Copy the material below verbatim, everything from the line containing "Does this scene contain any red" down to the line containing "[[201, 258, 262, 450]]", both included.

(Records supplied):
---

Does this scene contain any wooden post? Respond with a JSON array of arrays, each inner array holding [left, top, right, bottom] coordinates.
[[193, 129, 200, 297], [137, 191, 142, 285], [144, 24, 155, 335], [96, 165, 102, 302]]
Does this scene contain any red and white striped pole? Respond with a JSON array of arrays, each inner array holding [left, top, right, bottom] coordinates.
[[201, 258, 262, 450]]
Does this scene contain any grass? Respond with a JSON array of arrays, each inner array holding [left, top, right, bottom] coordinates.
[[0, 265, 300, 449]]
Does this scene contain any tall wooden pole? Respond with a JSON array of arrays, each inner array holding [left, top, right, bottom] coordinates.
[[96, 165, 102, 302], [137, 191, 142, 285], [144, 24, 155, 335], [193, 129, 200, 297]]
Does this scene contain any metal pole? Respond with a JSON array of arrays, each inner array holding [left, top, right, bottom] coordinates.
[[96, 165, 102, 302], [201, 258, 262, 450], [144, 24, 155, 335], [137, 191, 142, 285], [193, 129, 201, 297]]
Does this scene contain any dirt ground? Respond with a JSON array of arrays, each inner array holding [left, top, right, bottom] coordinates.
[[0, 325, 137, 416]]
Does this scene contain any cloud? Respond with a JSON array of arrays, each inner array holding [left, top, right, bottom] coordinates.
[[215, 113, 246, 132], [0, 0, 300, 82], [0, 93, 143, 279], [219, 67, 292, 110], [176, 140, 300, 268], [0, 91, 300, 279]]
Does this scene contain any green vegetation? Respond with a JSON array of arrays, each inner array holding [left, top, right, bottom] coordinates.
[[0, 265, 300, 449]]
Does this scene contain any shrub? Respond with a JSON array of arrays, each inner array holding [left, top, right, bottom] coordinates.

---

(Answer to this task):
Does this scene contain any red and white striped pole? Respond with a JSON array of arrays, each inner array holding [left, top, right, bottom] coordinates.
[[201, 258, 262, 450]]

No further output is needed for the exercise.